◆ **所给文段**:
◆ ◆ ◆ ◆
# 坐得紧一点儿 / 紧点儿坐



## L3P

Hi,everybody!

If there`re a number of long benches to sit on outside,and people keep coming,so the attendant asks them to sit closer to each other to 坐下 more people,are the two sentences of the same meaning:

今天来的人真不少，请你们坐得紧一点儿，好不好？
今天来的人真不少，请你们紧点儿坐，好不好？

Is there a difference if people are just going to sit down (they`re still up) and they`re already sitting down? 


Thank you.


----------



## lglfa

almost the same, 在我看来差不多，反正我听着是没有任何问题的


----------



## lovin4u

No difference. If I had to say something, the feeling between these two sentences are different: the first sounds like a normal people, and the second gives me a little bit Beijing accent. That's it.


----------



## lovin4u

your sentences are all ok, i would like to say 今天来的人真不少，请你们坐紧点儿，好不好？.


----------



## Skatinginbc

L3P said:


> 请你们坐得紧一点儿


请你们 signals an imperative mood (e.g., Please be quiet.  Please sit down), which does not go with the descriptive, resultative 得.  It is therefore NOT grammatical in my book.  It should have been 请你们坐紧点儿, as suggested by lovin4u.


L3P said:


> 请你们紧点儿坐


省点儿用, 慢点儿走, *快点儿*来, 紧点儿坐...All sound natural to me.


----------



## learntheworld

L3P said:


> If there`re a number of long benches to sit on outside,and people keep coming,so the attendant asks them to sit closer to each other to 坐下 more people,are the two sentences of the same meaning:
> 
> 今天来的人真不少，请你们坐得紧一点儿，好不好？
> 今天来的人真不少，请你们紧点儿坐，好不好？



Yes, largely they both mean the same.




L3P said:


> Is there a difference if people are just going to sit down (they`re still up) and they`re already sitting down?


I think there's no such difference.

Besides, if I was to say it, maybe I would say "请你们坐近一点儿".


----------



## fyl

I personally have no trouble with 得 in imperative mood. I think using 得 in imperative sentences is what I always do and what I constantly read.
I agree with above that 近 sounds better than 紧.
◆ ◆ ◆ ◆
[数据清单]
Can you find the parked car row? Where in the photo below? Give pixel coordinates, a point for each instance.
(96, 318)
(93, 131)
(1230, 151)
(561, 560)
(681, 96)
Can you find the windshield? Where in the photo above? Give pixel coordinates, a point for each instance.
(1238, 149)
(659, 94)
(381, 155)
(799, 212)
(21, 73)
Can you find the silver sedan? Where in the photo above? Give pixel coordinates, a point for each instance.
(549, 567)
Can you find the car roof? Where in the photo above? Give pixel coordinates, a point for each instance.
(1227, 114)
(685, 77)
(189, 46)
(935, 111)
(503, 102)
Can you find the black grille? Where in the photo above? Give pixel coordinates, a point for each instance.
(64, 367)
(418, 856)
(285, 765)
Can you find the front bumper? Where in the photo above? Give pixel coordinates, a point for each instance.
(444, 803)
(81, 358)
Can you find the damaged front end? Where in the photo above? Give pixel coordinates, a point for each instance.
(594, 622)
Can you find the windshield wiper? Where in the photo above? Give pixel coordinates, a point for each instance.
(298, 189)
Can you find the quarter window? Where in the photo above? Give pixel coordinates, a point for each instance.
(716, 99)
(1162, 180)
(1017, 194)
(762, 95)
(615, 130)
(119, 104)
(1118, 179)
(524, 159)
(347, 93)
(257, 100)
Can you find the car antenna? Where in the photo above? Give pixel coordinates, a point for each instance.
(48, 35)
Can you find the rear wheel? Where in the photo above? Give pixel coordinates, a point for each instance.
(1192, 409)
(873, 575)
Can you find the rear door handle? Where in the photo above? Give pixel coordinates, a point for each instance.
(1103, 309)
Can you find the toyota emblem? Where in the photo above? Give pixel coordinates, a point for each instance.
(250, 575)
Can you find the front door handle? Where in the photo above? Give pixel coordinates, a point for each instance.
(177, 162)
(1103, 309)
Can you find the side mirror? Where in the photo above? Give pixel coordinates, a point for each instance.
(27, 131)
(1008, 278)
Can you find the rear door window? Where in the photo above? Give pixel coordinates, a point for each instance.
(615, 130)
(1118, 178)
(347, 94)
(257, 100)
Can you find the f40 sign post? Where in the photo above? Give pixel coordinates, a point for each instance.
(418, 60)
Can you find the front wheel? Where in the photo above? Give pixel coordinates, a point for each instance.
◆ ◆ ◆ ◆
◆ **简短任务 A**: 在这段关于"坐得紧一点儿"的讨论里，Skatinginbc为什么认为"请你们坐得紧一点儿"不合语法？
◆ **简短任务 B**: 请在fyl最后那条回帖之后，续写这段关于"坐得紧一点儿"和"紧点儿坐"的论坛讨论。

◆ **练习输出 A**: 因为"请你们"表示祈使语气，而"得"是描述性、表结果的用法，两者不相搭配。所以他认为应该说"请你们坐紧点儿"。

◆ **练习输出 B**:
----------



## Skatinginbc

请你们坐近一点儿 ==> ask a group of people to sit closer to the speaker or a couple to sit closer to each other (老师向全班说： 请你们坐近一点儿 ==> The teacher wants them to move closer to him).
请你们紧点儿坐 ==> ask a group of people to cram into a tight space (摄影师向全班说： 请你们紧点儿坐 ==> The photographer wants them to move closer to one another). 

你给我坐得近点儿!  你给我听得清楚!  你给我记得住!


----------



## fyl

Well, it seems 得 isn't always correct. 你给我坐得近点儿 sounds ok but the other two sounds sounds wrong. If they were 作为一名间谍，你潜入对方机构以后要时时留心，事事都要听得清楚、看得明白 and 你要记得牢一点儿, I have no problem with them. I'm not quite sure about the reason.


----------



## Skatinginbc

I would still say 要时时留心，事事听清楚、看明白, 要记牢点儿, without the resultative 得.


----------



## learntheworld

请你们坐近一点儿  could also be understood as asking others to sit closer to the speaker in some contexts.

I was thinking about the immovable long benches like those in the park and in that case it could only mean sitting closer to each other on one bench, if they don't mind sitting on the ground in order to get closer to the speaker.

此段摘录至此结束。